» **To do**: Please retype the records below exactly, omitting any images.

» **Recorded information**:

###

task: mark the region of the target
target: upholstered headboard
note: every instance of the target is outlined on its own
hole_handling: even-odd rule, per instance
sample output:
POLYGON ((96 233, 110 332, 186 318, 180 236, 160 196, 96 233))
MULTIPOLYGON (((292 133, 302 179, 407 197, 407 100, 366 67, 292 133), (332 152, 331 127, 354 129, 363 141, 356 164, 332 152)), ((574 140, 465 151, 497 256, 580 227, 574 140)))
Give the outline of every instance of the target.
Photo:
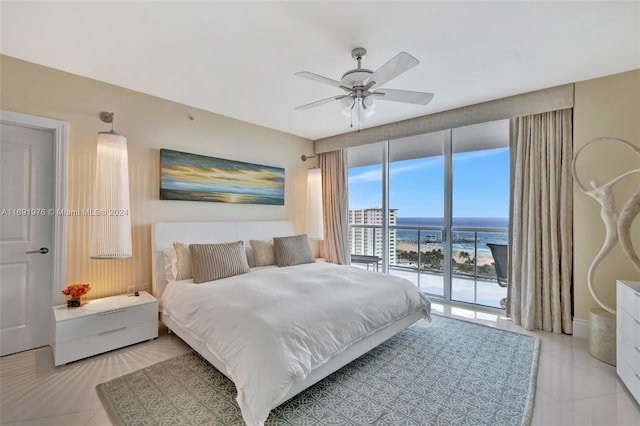
POLYGON ((151 291, 162 297, 167 280, 162 251, 173 247, 174 241, 187 244, 223 243, 232 241, 268 240, 293 235, 289 221, 260 222, 161 222, 151 230, 151 291))

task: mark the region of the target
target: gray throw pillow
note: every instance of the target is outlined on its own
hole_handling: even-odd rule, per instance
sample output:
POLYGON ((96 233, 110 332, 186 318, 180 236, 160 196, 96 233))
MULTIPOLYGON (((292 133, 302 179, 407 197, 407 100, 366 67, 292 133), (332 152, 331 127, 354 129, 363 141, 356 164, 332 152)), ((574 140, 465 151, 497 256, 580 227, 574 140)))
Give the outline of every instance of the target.
POLYGON ((196 284, 249 272, 244 243, 191 244, 191 271, 196 284))
POLYGON ((274 237, 273 250, 278 266, 294 266, 315 262, 307 234, 293 237, 274 237))

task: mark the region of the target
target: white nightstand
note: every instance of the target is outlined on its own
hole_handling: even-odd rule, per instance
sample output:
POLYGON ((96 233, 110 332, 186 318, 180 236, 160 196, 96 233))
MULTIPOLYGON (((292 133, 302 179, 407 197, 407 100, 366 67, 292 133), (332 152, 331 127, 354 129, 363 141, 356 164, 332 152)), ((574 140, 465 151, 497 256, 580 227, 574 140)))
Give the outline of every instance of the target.
POLYGON ((80 308, 54 306, 53 316, 55 365, 158 337, 158 299, 146 291, 89 300, 80 308))

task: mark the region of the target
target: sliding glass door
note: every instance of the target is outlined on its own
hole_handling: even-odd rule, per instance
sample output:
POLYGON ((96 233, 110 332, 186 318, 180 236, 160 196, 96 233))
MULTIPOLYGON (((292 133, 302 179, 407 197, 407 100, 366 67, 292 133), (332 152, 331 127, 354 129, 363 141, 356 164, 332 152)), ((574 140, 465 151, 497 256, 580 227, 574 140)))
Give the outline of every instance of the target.
POLYGON ((487 243, 507 242, 508 145, 503 120, 350 148, 352 254, 431 296, 499 308, 487 243))
POLYGON ((509 122, 451 131, 451 300, 501 307, 488 243, 507 244, 509 122))
POLYGON ((383 221, 383 153, 386 142, 349 150, 349 245, 352 264, 377 271, 385 255, 395 255, 385 247, 383 221))
POLYGON ((445 297, 445 148, 448 131, 389 142, 390 273, 445 297), (392 248, 390 247, 390 250, 392 248))

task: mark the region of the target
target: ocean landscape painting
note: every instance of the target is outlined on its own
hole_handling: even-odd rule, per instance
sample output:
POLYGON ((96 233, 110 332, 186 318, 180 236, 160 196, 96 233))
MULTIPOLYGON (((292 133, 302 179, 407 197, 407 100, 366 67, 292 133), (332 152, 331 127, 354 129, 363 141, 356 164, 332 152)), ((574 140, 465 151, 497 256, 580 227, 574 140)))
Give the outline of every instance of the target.
POLYGON ((284 169, 160 149, 160 199, 284 205, 284 169))

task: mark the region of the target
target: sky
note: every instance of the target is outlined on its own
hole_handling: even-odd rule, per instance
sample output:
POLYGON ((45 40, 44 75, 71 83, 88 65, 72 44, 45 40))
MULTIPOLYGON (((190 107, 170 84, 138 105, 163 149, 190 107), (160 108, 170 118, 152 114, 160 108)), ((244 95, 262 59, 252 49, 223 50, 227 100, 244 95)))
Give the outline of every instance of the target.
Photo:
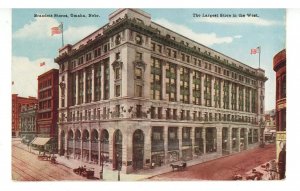
MULTIPOLYGON (((13 9, 12 11, 12 93, 37 96, 37 77, 58 68, 54 58, 62 46, 61 35, 51 36, 51 27, 64 25, 64 43, 74 44, 108 23, 116 9, 13 9), (34 14, 67 14, 68 18, 34 17, 34 14), (86 18, 70 14, 87 15, 86 18), (88 17, 96 14, 99 17, 88 17), (40 67, 40 63, 46 65, 40 67)), ((286 46, 285 9, 143 9, 152 20, 177 33, 217 50, 251 67, 260 67, 268 81, 265 109, 275 107, 273 57, 286 46), (198 17, 195 17, 197 14, 198 17), (221 14, 231 17, 220 17, 221 14), (250 14, 250 16, 247 16, 250 14), (218 15, 218 18, 209 17, 218 15), (237 17, 232 17, 237 15, 237 17), (243 16, 245 15, 245 16, 243 16)))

###

» **Solution for this problem**:
task: mark the region of the target
target: upholstered headboard
note: every instance of the target is outlined on its own
hole_handling: even-odd rule, per instance
sample output:
POLYGON ((96 233, 110 332, 186 318, 180 236, 160 196, 96 233))
MULTIPOLYGON (((292 133, 302 179, 407 197, 407 100, 366 67, 292 133), (332 152, 331 127, 354 129, 363 141, 356 164, 332 152)), ((574 140, 465 151, 497 256, 580 227, 574 140)))
Give the outline of every instance of the target.
Photo:
POLYGON ((151 291, 162 297, 167 280, 162 251, 173 247, 174 241, 187 244, 223 243, 232 241, 268 240, 293 235, 289 221, 260 222, 161 222, 151 230, 151 291))

task: mark the region of the target
target: gray throw pillow
note: every instance of the target is outlined on its own
hole_handling: even-odd rule, per instance
sample output:
POLYGON ((96 233, 110 332, 186 318, 180 236, 160 196, 96 233))
MULTIPOLYGON (((292 133, 302 179, 407 197, 407 100, 366 67, 292 133), (332 152, 331 127, 354 129, 363 141, 356 164, 332 152)), ((574 140, 465 151, 497 256, 580 227, 574 140)))
Give the outline of every instance of the target.
POLYGON ((196 284, 249 272, 244 243, 191 244, 191 271, 196 284))
POLYGON ((274 237, 273 250, 278 266, 294 266, 315 262, 307 234, 293 237, 274 237))

task: mark the region of the target
target: white nightstand
note: every instance of the target is outlined on its own
hole_handling: even-odd rule, per instance
sample output:
POLYGON ((96 233, 110 332, 186 318, 180 236, 160 196, 96 233))
MULTIPOLYGON (((292 133, 302 179, 407 197, 407 100, 366 67, 292 133), (332 152, 331 127, 354 129, 363 141, 356 164, 332 152)), ((574 140, 465 151, 497 256, 580 227, 574 140)))
Give the outline of every instance of the target.
POLYGON ((80 308, 54 306, 53 316, 55 365, 158 337, 158 299, 146 291, 89 300, 80 308))

task: mark the region of the target
target: sliding glass door
note: every instance of the target is outlined on its own
hole_handling: even-odd rule, per instance
sample output:
POLYGON ((96 233, 110 332, 186 318, 180 236, 160 196, 96 233))
MULTIPOLYGON (((292 133, 302 179, 407 197, 407 100, 366 67, 292 133), (332 152, 331 127, 354 129, 363 141, 356 164, 332 152)), ((574 140, 465 151, 497 256, 580 227, 574 140)))
Give the outline of every instance of the target.
POLYGON ((487 243, 507 242, 508 145, 503 120, 350 148, 352 254, 431 296, 499 308, 487 243))
POLYGON ((509 122, 451 131, 451 300, 501 307, 488 243, 507 244, 509 122))
POLYGON ((383 221, 383 153, 386 142, 349 150, 349 245, 352 264, 377 271, 385 255, 395 255, 385 247, 383 221))
POLYGON ((445 297, 445 148, 448 131, 389 142, 390 273, 445 297), (392 248, 390 247, 390 250, 392 248))

task: mark the region of the target
target: ocean landscape painting
note: every instance of the target is outlined on its own
hole_handling: even-odd rule, per instance
sample output:
POLYGON ((96 233, 110 332, 186 318, 180 236, 160 196, 96 233))
MULTIPOLYGON (((292 133, 302 179, 407 197, 407 100, 366 67, 292 133), (332 152, 331 127, 354 129, 363 141, 356 164, 332 152)), ((574 140, 465 151, 497 256, 580 227, 574 140)))
Give the outline of every instance of the target.
POLYGON ((284 169, 160 149, 160 199, 284 205, 284 169))

task: mark the region of the target
target: sky
note: every instance of the target is outlined on its own
hole_handling: even-odd rule, per instance
sample output:
POLYGON ((45 40, 44 75, 71 83, 88 65, 72 44, 45 40))
MULTIPOLYGON (((190 107, 170 84, 138 105, 163 149, 190 107), (160 108, 170 118, 152 114, 160 108)), ((244 95, 262 59, 252 49, 223 50, 227 100, 244 95)))
Give the outline of every instance of the target.
Photo:
MULTIPOLYGON (((13 9, 12 11, 12 93, 37 96, 37 77, 58 68, 54 58, 62 46, 61 35, 51 36, 51 27, 64 25, 64 43, 74 44, 108 23, 116 9, 13 9), (34 14, 67 14, 68 18, 34 17, 34 14), (86 18, 70 14, 87 15, 86 18), (88 17, 96 14, 99 17, 88 17), (40 67, 40 63, 46 65, 40 67)), ((286 46, 285 9, 143 9, 152 20, 177 33, 217 50, 251 67, 260 67, 268 81, 265 109, 275 107, 273 57, 286 46), (198 17, 195 17, 197 14, 198 17), (221 14, 231 17, 220 17, 221 14), (250 14, 250 16, 247 16, 250 14), (218 15, 218 18, 209 17, 218 15), (237 17, 232 17, 237 15, 237 17), (243 16, 245 15, 245 16, 243 16)))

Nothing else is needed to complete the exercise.